Я считаю, градация должна проходить не по тому признаку, коммерческая или бюджетная это структура, а по сфере деятельности, которой занимается организация. Ведь наш книжный бизнес — его даже бизнесом назвать нельзя, это сфера культуры. И она существует по тем же законам, по которым живёт культура. А культура всегда дотационна, это все прекрасно знают.
Наше издательство как коммерческая юридическая организация никаких грантов выигрывать не может. Поэтому мы создали общественную организацию, а фактически при этом занимаемся тем же самым.

— Я знаю, у издательства много наград…

— Да, у нас есть и всероссийские, и краевые награды. Издательские и журналистские. Кстати, в этом году наш альманах «Неизвестный Норильск» стал лучшим журналом в Сибири среди краевых и областных журналов. То есть у нас солидная компания. Жаловаться нельзя.

— На КРЯКК вы приехали с презентацией книги «Архив и «поле»…

— Она является квинтэссенцией нашей поисковой деятельности. Это материалы кнференции исследователей территории, которую мы организуем. В этом году она прошла четвёртый раз, а в январе планируется пятая. Безусловно, предтечей всего этого стали конференции под названием «Локальные истории», которые у нас в Норильске проводила Ирина ПРОХОРОВА. Мы поняли, насколько это классно, когда участвовали в них. И когда фонд Прохорова ушёл, затосковали по этой деятельности. Вот так, не имея денег фонда Прохорова, мы постарались сделать собственные конференции с минимальными затратами, а часто и вовсе бесплатно.

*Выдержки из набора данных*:
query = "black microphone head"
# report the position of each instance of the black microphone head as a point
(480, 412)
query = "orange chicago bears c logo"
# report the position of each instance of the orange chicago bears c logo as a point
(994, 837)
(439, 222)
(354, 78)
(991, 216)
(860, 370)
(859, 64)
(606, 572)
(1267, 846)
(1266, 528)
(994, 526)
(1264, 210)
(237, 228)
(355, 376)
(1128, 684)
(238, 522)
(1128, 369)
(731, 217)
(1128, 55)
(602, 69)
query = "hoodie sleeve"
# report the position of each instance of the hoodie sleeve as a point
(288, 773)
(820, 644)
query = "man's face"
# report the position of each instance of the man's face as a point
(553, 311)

...

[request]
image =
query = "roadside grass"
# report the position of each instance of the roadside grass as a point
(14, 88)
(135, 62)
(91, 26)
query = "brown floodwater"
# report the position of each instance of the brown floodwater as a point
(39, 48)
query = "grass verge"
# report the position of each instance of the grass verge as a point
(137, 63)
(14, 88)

---

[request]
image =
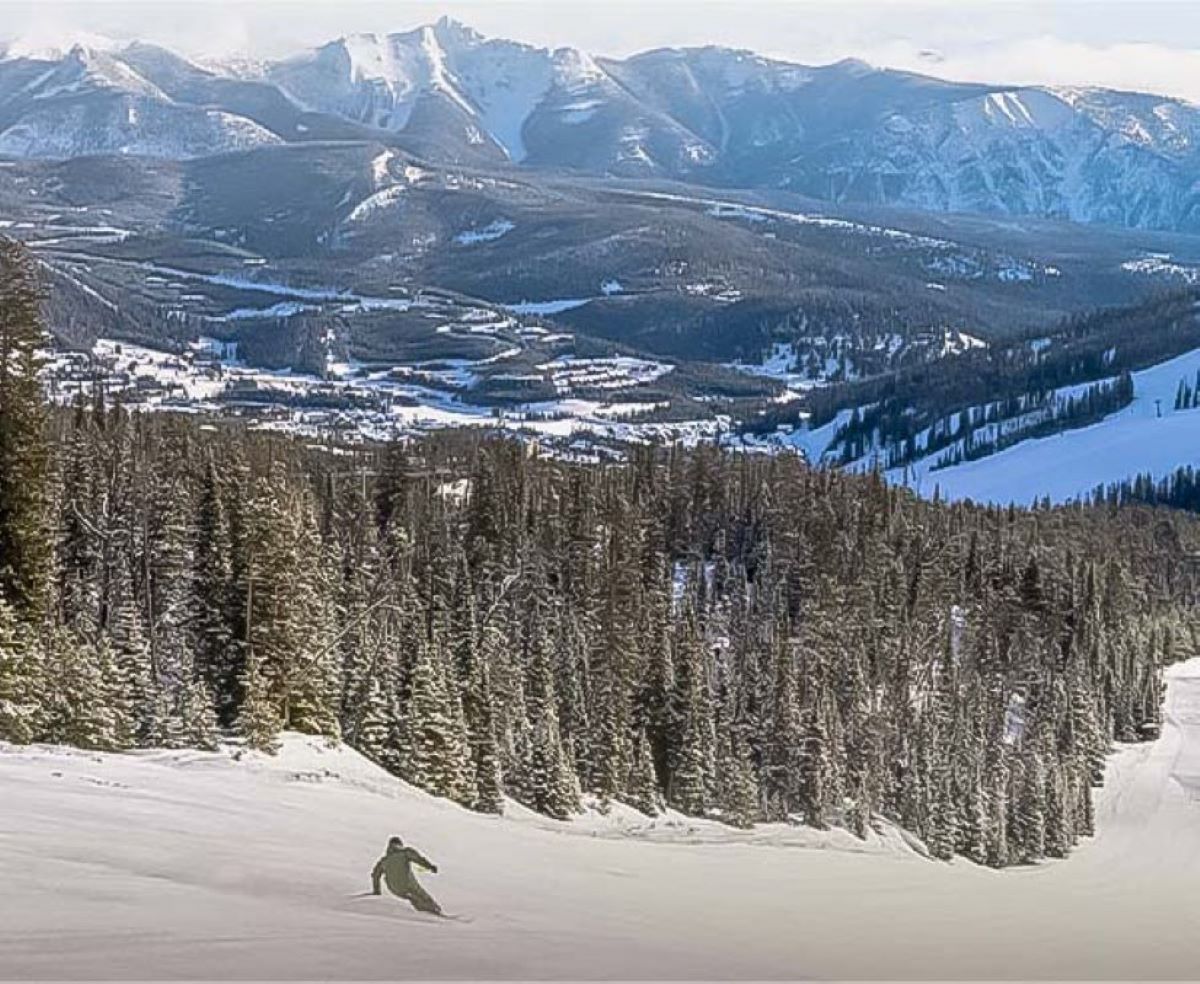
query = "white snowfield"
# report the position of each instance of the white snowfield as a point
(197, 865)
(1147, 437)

*УСЛОВИЕ ЗАДАНИЯ*: Выпишите из отрывка интервью об издательстве все названия, приведенные в кавычках.

*ОТВЕТ*: «Неизвестный Норильск», «Архив и «поле», «Локальные истории»